§ Data for processing
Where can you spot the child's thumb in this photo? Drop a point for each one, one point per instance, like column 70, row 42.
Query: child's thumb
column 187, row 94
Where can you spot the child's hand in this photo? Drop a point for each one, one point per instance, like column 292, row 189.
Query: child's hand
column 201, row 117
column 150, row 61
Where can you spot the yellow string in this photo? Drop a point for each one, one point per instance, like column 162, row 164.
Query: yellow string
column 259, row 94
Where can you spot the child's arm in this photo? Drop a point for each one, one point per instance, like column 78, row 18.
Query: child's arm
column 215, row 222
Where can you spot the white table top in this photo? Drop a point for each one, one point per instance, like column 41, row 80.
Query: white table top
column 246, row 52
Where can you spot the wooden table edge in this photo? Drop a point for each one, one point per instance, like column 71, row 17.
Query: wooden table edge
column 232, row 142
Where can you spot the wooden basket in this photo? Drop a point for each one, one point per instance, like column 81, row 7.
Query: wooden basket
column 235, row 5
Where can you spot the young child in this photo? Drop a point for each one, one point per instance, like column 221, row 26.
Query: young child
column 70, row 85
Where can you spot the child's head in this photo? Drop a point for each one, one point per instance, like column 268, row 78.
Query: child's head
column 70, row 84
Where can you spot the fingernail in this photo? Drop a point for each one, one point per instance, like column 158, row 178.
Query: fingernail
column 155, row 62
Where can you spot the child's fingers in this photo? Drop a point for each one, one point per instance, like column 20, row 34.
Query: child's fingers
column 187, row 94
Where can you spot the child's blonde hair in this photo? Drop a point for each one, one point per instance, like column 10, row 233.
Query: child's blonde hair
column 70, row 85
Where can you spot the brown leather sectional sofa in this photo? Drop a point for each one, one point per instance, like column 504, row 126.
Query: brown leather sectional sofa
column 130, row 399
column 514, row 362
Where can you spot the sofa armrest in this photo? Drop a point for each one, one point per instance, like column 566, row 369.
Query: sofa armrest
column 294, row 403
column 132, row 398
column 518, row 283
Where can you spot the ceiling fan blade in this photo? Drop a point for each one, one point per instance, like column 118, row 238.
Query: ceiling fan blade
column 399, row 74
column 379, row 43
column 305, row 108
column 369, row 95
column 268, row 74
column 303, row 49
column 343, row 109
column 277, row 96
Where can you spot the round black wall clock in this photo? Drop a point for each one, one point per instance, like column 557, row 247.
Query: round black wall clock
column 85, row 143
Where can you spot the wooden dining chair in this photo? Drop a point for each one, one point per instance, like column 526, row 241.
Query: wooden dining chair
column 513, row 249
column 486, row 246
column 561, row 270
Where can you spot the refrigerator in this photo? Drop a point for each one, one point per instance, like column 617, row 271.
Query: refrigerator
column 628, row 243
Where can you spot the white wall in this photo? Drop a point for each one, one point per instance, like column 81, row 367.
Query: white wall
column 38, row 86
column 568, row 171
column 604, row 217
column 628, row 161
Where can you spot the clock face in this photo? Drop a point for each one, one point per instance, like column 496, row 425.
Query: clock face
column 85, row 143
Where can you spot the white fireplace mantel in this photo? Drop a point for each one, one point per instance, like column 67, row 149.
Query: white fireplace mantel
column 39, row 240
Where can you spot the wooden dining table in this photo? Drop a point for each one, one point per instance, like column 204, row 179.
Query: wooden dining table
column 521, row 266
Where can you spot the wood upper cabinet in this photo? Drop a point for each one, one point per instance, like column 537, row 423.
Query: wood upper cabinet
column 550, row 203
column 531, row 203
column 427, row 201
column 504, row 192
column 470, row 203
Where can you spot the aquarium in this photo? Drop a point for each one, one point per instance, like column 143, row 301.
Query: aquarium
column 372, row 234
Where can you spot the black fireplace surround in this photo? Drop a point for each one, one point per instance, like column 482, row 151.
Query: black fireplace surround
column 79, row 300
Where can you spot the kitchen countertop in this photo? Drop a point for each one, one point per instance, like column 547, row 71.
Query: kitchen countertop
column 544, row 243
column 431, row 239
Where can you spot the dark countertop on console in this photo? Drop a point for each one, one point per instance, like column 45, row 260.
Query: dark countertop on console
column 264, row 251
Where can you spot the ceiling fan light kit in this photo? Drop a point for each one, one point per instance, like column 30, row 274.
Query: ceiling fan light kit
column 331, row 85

§ Action item
The answer must consist of every entry, set down exactly as given.

§ Exercise solution
Where can you spot the child's thumb in this photo? Drop a point for each one, one point per instance, like column 70, row 42.
Query: child's thumb
column 187, row 94
Where can you spot the child's hand in this photo? Drop a point for each one, one point per instance, like column 292, row 189.
Query: child's hand
column 201, row 117
column 150, row 61
Where can you spot the yellow string in this photo? Drop a point for each one, one point per instance, like column 162, row 164.
Query: yellow string
column 259, row 94
Where can you spot the child's arm in this photo? Drop a point for each one, one point per instance, like column 78, row 18.
Query: child's arm
column 215, row 222
Where can you spot the white table top in this photo? Drop a point for each one, one point per instance, like column 41, row 80.
Query: white table top
column 246, row 52
Where can you spot the wooden table edge in this photo? Drop a point for each one, one point per instance, like column 71, row 17.
Query: wooden table edge
column 232, row 142
Where can you spot the wooden basket in this photo? Drop a point for each one, one point per instance, like column 81, row 7.
Query: wooden basket
column 235, row 5
Where can you spot the young child in this photo? Drop a point for each one, one point per instance, like column 221, row 26.
Query: young child
column 70, row 85
Where can you spot the child's head in this photo? Drop a point for each one, one point per instance, like column 268, row 78.
Query: child's head
column 70, row 84
Where can you spot the fingernail in this photo? Drop a point for each one, one point per instance, like column 158, row 178.
Query: fingernail
column 155, row 62
Where can you spot the child's fingers in this photo? Drop a point for each one, one point per instance, like column 20, row 34.
Query: child's fingers
column 187, row 94
Where can you spot the child's blonde hair in this photo? Drop a point for each one, one point per instance, like column 10, row 233.
Query: child's blonde hair
column 70, row 85
Where can you spot the brown leather sectional sofa in this photo? Drop a point for each one, one point per instance, like column 504, row 126.
Query: brown leather sectional sofa
column 130, row 399
column 514, row 362
Where can you spot the sofa armrest in this photo? Drop a point for each one, one point per instance, like column 566, row 369.
Query: sofa armrest
column 294, row 403
column 132, row 398
column 518, row 283
Where can you spot the ceiling fan blade in this photo? Drop a point for each one, one point per instance, like column 118, row 238.
Query: ceiling fan blade
column 399, row 74
column 379, row 43
column 305, row 108
column 369, row 95
column 268, row 74
column 303, row 49
column 343, row 109
column 277, row 96
Where can you spot the round black wall clock in this photo? Drop a point for each one, one point per instance, like column 557, row 247.
Query: round black wall clock
column 85, row 143
Where can you spot the wooden dining chair in this photo? Drop a point for each one, one point per instance, like column 526, row 241.
Query: wooden dining chair
column 513, row 249
column 486, row 246
column 561, row 270
Where can you spot the refrigerator in this photo? Drop a point for each one, one point per instance, like column 617, row 271.
Query: refrigerator
column 628, row 243
Where can you spot the white wall in this photo? Drop a point for each one, one point per instance, like column 81, row 367.
Query: white wall
column 38, row 86
column 568, row 171
column 604, row 217
column 628, row 161
Where can you spot the clock face in this photo? Drop a point for each one, one point per instance, like column 496, row 425.
Query: clock face
column 85, row 143
Where can you spot the white fireplace mantel in this photo? Drop a point for each one, one point per instance, like column 67, row 149.
Query: white fireplace mantel
column 39, row 240
Where can you spot the wooden dining table in this photo? Drop a point for each one, one point per instance, like column 204, row 179.
Query: wooden dining table
column 521, row 266
Where can you spot the wood upper cabinet in this photo? Drop a point for each one, one point per instance, like column 537, row 423.
Query: wood upper cabinet
column 550, row 203
column 531, row 203
column 427, row 201
column 504, row 192
column 470, row 203
Where can you spot the aquarium in this photo? Drop a point for each one, one point per instance, like column 143, row 301.
Query: aquarium
column 372, row 234
Where can you spot the black fireplace surround in this photo? Drop a point for each one, one point per instance, like column 482, row 151.
Query: black fireplace surround
column 79, row 300
Where can you spot the kitchen countertop in this photo? Drop a point for each one, one point per instance, like column 547, row 71.
Query: kitchen countertop
column 544, row 243
column 431, row 239
Where can you spot the dark countertop on console in this photo? Drop a point for each one, one point per instance, like column 45, row 260.
Query: dark countertop on console
column 264, row 251
Where can you spot the ceiling fan light kit in this photo? Drop a point for each one, one point per instance, like column 30, row 274.
Query: ceiling fan light kit
column 331, row 85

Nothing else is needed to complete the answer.